> **Data extract**:
• • • • •
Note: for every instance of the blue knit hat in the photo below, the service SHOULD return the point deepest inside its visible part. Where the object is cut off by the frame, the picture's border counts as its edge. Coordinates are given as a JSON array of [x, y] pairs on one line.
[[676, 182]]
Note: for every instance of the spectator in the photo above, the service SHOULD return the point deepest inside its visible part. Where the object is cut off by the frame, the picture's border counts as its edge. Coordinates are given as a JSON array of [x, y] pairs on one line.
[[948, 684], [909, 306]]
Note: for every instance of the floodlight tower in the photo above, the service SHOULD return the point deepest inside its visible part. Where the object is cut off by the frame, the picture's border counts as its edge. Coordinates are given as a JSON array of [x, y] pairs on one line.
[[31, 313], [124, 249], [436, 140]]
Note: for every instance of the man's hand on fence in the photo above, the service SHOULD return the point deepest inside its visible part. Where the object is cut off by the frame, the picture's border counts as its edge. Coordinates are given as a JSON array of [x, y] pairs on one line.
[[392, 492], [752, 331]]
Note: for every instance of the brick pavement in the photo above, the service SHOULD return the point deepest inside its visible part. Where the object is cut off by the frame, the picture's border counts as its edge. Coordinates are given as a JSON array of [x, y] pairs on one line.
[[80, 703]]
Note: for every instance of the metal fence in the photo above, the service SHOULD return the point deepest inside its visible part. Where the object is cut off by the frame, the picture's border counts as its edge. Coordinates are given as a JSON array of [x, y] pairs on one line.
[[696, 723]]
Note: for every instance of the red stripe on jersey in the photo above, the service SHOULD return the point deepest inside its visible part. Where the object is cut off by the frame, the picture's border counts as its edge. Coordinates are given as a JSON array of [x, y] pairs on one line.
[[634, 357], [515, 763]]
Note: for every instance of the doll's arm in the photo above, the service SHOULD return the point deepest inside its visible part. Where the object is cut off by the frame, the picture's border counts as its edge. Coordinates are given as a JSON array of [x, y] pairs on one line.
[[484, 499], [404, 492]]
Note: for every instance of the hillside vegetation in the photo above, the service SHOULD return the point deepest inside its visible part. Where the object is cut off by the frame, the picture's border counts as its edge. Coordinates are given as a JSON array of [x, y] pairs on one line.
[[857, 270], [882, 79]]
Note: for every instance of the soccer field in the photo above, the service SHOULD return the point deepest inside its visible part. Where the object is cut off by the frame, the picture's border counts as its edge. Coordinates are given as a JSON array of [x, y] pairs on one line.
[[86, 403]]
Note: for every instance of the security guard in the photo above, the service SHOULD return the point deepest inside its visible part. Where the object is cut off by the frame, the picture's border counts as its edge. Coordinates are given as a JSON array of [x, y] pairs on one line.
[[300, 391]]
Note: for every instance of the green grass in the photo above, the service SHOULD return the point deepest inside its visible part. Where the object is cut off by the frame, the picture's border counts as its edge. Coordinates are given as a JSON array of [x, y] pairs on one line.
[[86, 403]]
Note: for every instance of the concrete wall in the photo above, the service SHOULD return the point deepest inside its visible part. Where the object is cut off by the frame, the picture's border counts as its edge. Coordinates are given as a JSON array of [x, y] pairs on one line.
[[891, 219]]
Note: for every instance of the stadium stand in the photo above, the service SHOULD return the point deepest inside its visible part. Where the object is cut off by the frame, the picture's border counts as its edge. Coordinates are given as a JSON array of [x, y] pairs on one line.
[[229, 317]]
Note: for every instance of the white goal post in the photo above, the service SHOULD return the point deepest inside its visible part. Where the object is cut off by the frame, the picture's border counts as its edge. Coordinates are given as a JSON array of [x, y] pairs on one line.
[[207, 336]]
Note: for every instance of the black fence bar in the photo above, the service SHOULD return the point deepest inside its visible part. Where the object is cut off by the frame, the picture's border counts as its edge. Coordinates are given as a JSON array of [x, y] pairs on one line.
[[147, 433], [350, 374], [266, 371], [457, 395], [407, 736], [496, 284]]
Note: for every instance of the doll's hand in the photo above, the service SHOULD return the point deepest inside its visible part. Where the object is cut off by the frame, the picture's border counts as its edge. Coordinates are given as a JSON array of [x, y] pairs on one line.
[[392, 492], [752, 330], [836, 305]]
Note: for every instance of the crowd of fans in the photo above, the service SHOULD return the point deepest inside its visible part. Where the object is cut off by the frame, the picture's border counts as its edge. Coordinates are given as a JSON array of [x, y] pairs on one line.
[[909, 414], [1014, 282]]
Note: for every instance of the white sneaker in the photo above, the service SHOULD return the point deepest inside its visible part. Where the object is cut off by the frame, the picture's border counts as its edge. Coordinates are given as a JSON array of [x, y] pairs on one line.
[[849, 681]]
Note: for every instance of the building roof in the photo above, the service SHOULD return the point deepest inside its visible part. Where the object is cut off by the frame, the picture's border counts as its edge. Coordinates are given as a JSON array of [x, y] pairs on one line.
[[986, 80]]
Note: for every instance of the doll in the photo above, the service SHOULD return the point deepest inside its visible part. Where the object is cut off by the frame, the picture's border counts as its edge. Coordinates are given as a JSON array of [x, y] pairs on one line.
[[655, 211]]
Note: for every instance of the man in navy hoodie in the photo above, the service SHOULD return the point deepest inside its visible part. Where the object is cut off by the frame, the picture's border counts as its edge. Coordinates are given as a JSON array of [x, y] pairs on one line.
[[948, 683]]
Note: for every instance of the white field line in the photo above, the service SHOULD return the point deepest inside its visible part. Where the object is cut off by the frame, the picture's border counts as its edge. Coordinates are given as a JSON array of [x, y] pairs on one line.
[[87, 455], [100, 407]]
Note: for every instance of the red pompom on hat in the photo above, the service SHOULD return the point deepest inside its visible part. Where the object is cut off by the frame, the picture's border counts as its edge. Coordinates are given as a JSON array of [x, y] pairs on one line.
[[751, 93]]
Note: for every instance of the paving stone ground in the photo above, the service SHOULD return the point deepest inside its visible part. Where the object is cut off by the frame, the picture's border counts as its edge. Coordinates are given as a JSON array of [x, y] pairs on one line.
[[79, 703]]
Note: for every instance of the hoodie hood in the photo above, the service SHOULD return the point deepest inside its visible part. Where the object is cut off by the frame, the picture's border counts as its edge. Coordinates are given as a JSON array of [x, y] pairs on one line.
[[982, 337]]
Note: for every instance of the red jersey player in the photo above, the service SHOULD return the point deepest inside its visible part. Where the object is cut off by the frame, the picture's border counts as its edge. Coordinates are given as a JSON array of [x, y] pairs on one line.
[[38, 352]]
• • • • •
> **Task**:
Write out all the entries above again, switching "SHOULD" to "MUST" everywhere it occurs and leaving everything else unchanged.

> **Response to this exercise**:
Note: for every instance of the blue knit hat in the photo below, the service MUST return the point deepest inside its visible part. Where the object is cut off by the frame, the picture's border counts as its edge. Coordinates are given as a JSON array of [x, y] pairs on one line.
[[676, 182]]
Note: for every instance of the spectator in the photo above, the service MUST return the point deepest inside its visible part. Where the object is cut off by the frame, the picture's border counts as its edge. Coordinates are given as a JSON array of [x, y] pairs on one line.
[[948, 684], [909, 306]]
Note: for every instance of the floodlight tower in the photo above, the service MUST return the point deepest inside its visible part. Where the object is cut off by the frame, the picture's border counts as its edge. Coordinates are given as a JSON array of [x, y] pairs on one line.
[[31, 313], [124, 249], [436, 140]]
Note: for every instance of the man's hand on fence in the photo above, the service MUST return the point deepest inside its visible part. Where the object is cut off by the frame, the picture's border counts as its edge. Coordinates are given as a JSON array of [x, y] pairs on one line.
[[392, 492], [752, 331]]
Note: for every instance of the brick pavement in the photo above, the service MUST return the point deepest inside its visible part. Where the object is cut off by the frame, the picture's border counts as its edge. Coordinates are given as a JSON array of [x, y] pairs on one line.
[[80, 703]]
Note: for every instance of the metal fence in the photo above, the service MUST return the point deepest inside its visible part. Where the object is cut off by the frame, the picture's border counts as its edge. Coordinates are given as a JSON array of [x, y] pairs on one line.
[[696, 723]]
Note: for every instance of the red stripe on jersey in the photo above, the service MUST return the point deepest inside its visible part. Where the object is cut off by the frame, the picture's border counts as its edge. Coordinates are given as a JSON array of [x, y] pairs on one line.
[[634, 357], [515, 763]]
Note: for every instance of the doll's arm in the photo above, the service MUST return the point deepest inside its visible part. Where the object is cut off by the frame, the picture's border counts as its edge. Coordinates are given as a JSON array of [x, y] pairs on one line.
[[484, 499], [404, 492]]
Note: for every instance of the hillside vegetation in the photo above, the service MUST return the point deepest inside its visible part. Where the object is cut off by the frame, the picture's border counts as its edge. Coordinates are given as a JSON array of [x, y] pairs on one line.
[[857, 270], [882, 79]]
Note: for every instance of the soccer field in the photo above, the service MUST return the point deepest inside its visible part. Where the object is cut off by the frame, the picture's border counts as its edge. Coordinates are given as a JSON array of [x, y] pairs on one line.
[[86, 403]]
Note: for every instance of the security guard in the photo above, the service MUST return the point deepest inside its visible part. Where the object is cut off by the frame, the picture's border counts as its edge. Coordinates are given as a JSON array of [x, y] pairs on one line.
[[300, 391]]
Note: for every instance of the green grass in the photo above, the service MUST return the point deepest inside its visible part. Where the object is cut off by the frame, the picture's border counts as its edge. Coordinates are given as a JSON array of [x, y] pairs on one line.
[[86, 403]]
Note: for every instance of the concrete wall in the photo above, the service MUST return the point deepest inside its visible part. Where the object is cut off by the frame, the picture's border counts as its edge. Coordinates are given as a JSON array of [x, y] pairs on one line.
[[891, 219]]
Note: for every instance of the stadium stand in the photo above, the service MUST return the point deepest inside its visible part. Where the object is cut off by the frame, the picture's border counts as its edge. Coordinates are given as a JSON array of [x, y] pairs on one line.
[[229, 317]]
Note: for every instance of the white goal post in the photo above, the service MUST return the point deepest inside its visible part. Where the object is cut off by the frame, the picture's border counts as its edge. Coordinates are given as a JSON array of [x, y] pairs on one line.
[[207, 336]]
Note: for every instance of the black fence bar in the photo above, the service MUST return the point deepest inside its visible part. Where the object is cut off by the frame, the picture's border counts as its edge. Coordinates are given as a JSON array of [x, y] pairs on one line.
[[147, 433], [350, 374], [266, 371], [457, 395], [407, 736], [496, 284]]
Note: for every instance of the doll's hand in the photo above, the service MUST return the point deepest inside its visible part. Where the object is cut off by the frame, the picture's border counts as its edge. Coordinates are given as a JSON array of [x, y] pairs on one line.
[[392, 492], [752, 330], [836, 305]]
Note: for every instance of the crowd of fans in the photo above, the service MUST return the point deepest inside its visible part. Where the object is cut off by the frame, the picture's border counts as its edge. Coordinates are given as a JSON array of [x, y] pairs on one line.
[[909, 414], [1014, 282]]
Note: for every instance of the white sneaker in the photo above, the service MUST return the point deepest inside its visible part. Where the object is cut off by the frame, the picture's border counts as its edge. Coordinates are given as a JSON array of [x, y] pairs on one line.
[[849, 681]]
Note: for every instance of the building roof in the photo above, the service MUST return the point deepest inside its visible part. Where the object is cut off by the frame, the picture's border counts as its edge. Coordinates are given as a JSON array of [x, y] pairs on one line.
[[986, 80]]
Note: for every instance of the doll in the photo above, the service MUST return the point deepest inside its visible part. Where the object is cut off by the frame, the picture's border counts as its edge. Coordinates are given as a JSON array of [x, y] pairs on one line.
[[655, 211]]
Note: for every instance of the man in navy hoodie in the photo above, the service MUST return the point deepest inside its visible part. Where the object is cut off by the frame, the picture's border counts as its edge. Coordinates are given as a JSON array of [x, y] pairs on one line.
[[948, 683]]
Note: for every instance of the white field line in the photo above, the service MUST return the point deepest inside its visible part. Where the object is cut off by the frame, the picture's border counts as its edge. Coordinates are given as a JSON array of [x, y] pairs on one line.
[[87, 455], [100, 407]]
Note: for every instance of the red pompom on hat in the photo above, the service MUST return the point deepest inside its visible part. Where the object is cut off by the frame, the picture's border counts as its edge. Coordinates are given as a JSON array of [x, y] pairs on one line.
[[751, 93]]
Note: for every instance of the paving stone ground in the photo above, the service MUST return the point deepest inside its visible part. Where the object is cut off by the frame, the picture's border counts as its edge. Coordinates are given as a JSON array of [x, y] pairs on one line.
[[79, 703]]
Note: for every instance of the hoodie hood in the photo above, the service MUST return the point deepest inside its visible part. Where the object is cut off by the frame, the picture's border counts as its edge. Coordinates are given as a JSON array of [x, y] pairs on one line.
[[982, 337]]
Note: for every instance of the red jersey player in the photo above, the service MUST return the point deepest inside its visible part. Where the object is cut off by the frame, the picture's border counts as its edge. Coordinates are given as a JSON array of [x, y] pairs on one line.
[[38, 352]]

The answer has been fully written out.